■ TEXT BLOCK:
Criminal logo

A 19th-century sex cult's founding in upstate New York

John Humphrey Noyes was a shy and reserved young man before he discovered religion and founded his own utopian, open-marriage cult.

By Elle Published 3 years ago 10 min read

John Humphrey Noyes was a shy and reserved young man before he discovered religion and founded his own utopian, open-marriage cult. When he was younger, John Humphrey Noyes was so agonisingly shy that he could hardly stand to be around women. He recorded in his diary, "I could face a battery of cannon with less trepidation than a room full of ladies with whom I was unfamiliar." He was the fourth of nine children born in 1811 on the frontier of Vermont to former congressman John Noyes Sr. and flame-haired Polly Hayes, whose nephew, the frail, underweight Rutherford B. Hayes, would go on to become the nation's nineteenth president. John Humphrey was a bright student who entered Dartmouth College at the age of fifteen.

He continued to study law, but his crippling shyness prevented him from speaking clearly during his first court appearance. Until the fall of 1831, he was cripplingly self-conscious and felt intimidated by life's uncertainties. New England was roiled by religious revivals that year. Farmers, woodsmen, and frontier families flocked to these frenzied emotional festivals to express their ecstatic salvation by wailing, jumping, barking, and speaking in tongues. Although John Humphrey didn't care much for these exhibits, he felt differently after a four-day meeting.

■ EXCERPTED DATA:
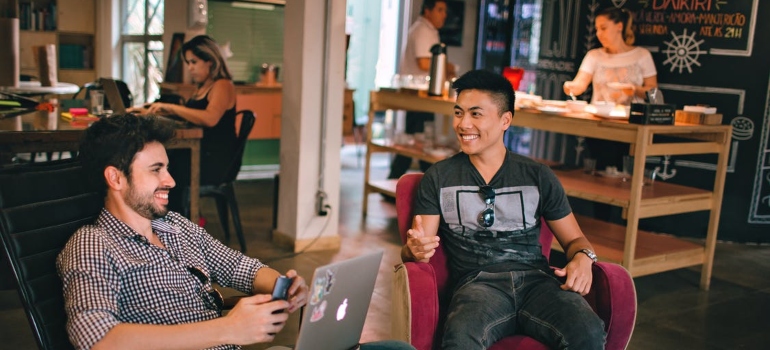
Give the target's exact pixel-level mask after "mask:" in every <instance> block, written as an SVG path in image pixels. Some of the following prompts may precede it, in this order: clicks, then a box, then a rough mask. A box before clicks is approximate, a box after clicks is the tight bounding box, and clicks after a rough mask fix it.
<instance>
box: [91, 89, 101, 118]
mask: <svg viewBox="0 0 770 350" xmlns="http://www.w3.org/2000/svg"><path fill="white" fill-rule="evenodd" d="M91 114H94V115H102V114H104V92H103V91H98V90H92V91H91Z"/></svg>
==
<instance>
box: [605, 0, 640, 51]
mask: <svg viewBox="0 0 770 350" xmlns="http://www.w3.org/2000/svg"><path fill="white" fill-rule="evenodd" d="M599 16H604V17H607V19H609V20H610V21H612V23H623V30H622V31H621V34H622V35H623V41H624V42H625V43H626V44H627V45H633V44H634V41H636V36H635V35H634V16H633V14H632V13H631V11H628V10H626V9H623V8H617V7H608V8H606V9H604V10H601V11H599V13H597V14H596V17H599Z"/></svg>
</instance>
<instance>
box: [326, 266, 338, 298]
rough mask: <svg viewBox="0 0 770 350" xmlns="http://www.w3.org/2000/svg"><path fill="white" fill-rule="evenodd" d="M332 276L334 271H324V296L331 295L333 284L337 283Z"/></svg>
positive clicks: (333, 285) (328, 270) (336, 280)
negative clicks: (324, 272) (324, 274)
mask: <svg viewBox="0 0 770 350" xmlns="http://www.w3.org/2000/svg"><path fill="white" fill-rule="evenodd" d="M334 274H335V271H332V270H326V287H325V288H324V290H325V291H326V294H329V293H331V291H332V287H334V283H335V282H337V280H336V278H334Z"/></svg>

■ TO DO:
a. Reproduce the passage of the Noyes article between "He continued to" and "a four-day meeting.", inclusive.
b. Write what comes next in the Noyes article, starting after its final sentence.
The items are separate material from the Noyes article.

■ ANSWERS FOR THE TASKS:
a.
He continued to study law, but his crippling shyness prevented him from speaking clearly during his first court appearance. Until the fall of 1831, he was cripplingly self-conscious and felt intimidated by life's uncertainties. New England was roiled by religious revivals that year. Farmers, woodsmen, and frontier families flocked to these frenzied emotional festivals to express their ecstatic salvation by wailing, jumping, barking, and speaking in tongues. Although John Humphrey didn't care much for these exhibits, he felt differently after a four-day meeting.

b.
He left the legal profession and enrolled in the Andover Theological Seminary in Massachusetts after dedicating his life to God. He soon discovered that it was too rigid for his fervour for religion, so he transferred to Yale Divinity School. Nathaniel Taylor, a liberal theologian there, exhorted him to find his own truth, even "if it takes you over Niagara Falls." Noyes discovered and declared his truth—that he was a sinless human being—through study and revelation. He claimed that God had given him extra security. But his classmates thought he was crazy, and Yale almost expelled him.

Despite losing his right to preach, Noyes started touring to spread the gospel. The 23-year-old set out to convert people in Massachusetts in the winter of 1835. The free-thinking, religiously enraged citizens of Brimfield welcomed him and a fellow preacher named Simon Lovett with uncommon zeal. One young lady gave Noyes a seductive kiss as she said goodnight because she was moved by his expressive demeanour and shining grey eyes.

Noyes, who was still blushingly shy and terrified by her advances, left Brimfield that night without telling anyone and trudged sixty miles through snow and subzero temperatures to his family's farmstead in Putney, Vermont. Lovett, on the other hand, stayed in Brimfield.

Mary Lincoln and Maria Brown, two young townwomen, entered that preacher's bed one evening to test the efficacy of their religion. They wanted to demonstrate their fervour for religion by demonstrating that the mind can always triumph over the body.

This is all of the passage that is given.